Task prompt – Track down each line below containing the string "head" and copy it.

Records drawn from a dataset
- Opening Delimiter -

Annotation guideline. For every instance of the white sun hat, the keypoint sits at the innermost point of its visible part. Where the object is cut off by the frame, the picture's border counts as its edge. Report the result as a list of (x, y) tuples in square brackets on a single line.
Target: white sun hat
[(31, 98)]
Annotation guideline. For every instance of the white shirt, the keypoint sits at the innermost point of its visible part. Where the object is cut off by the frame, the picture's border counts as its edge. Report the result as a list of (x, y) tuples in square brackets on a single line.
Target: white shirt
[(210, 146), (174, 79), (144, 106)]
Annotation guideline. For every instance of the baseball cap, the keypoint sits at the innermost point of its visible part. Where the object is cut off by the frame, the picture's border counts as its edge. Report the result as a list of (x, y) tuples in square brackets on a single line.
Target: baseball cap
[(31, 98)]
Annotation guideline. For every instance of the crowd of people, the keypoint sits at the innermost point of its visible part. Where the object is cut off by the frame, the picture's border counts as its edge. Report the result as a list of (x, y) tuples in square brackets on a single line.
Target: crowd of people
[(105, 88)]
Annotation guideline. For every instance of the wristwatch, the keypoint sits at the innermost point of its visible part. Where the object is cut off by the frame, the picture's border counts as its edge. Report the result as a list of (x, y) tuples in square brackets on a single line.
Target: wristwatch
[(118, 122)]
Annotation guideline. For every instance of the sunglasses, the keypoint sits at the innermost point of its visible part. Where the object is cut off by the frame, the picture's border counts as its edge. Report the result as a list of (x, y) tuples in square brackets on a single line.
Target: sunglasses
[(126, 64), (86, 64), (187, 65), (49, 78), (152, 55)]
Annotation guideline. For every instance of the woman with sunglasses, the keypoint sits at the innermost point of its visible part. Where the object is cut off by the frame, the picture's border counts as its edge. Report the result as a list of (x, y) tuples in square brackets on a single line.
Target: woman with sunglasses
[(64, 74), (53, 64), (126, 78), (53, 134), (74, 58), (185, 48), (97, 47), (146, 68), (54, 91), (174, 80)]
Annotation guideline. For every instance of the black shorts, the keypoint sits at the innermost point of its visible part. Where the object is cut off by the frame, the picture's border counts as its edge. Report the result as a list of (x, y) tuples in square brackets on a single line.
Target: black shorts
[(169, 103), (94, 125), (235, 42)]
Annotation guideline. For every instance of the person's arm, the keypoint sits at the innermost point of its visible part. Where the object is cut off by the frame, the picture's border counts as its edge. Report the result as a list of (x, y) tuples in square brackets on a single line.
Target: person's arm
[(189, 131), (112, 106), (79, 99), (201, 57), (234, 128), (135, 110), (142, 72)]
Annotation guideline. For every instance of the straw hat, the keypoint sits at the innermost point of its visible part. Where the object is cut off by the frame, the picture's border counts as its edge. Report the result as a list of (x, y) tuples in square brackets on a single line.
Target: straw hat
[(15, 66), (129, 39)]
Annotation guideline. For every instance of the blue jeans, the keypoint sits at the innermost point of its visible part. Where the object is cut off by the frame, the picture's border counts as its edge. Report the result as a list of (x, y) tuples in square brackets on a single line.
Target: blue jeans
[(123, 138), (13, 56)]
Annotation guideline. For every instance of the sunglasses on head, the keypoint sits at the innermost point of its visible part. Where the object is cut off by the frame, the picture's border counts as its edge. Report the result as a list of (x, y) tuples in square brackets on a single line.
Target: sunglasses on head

- Closing Delimiter -

Output of the exercise –
Annotation guideline. For every instance of the sunglasses on head, the keypoint sits at the innermost point of its visible part. Where the object is cut off by the frame, the picture's border counts as its edge. Report the result as a list of (x, y) tuples in square brackets on a single line.
Target: sunglasses on head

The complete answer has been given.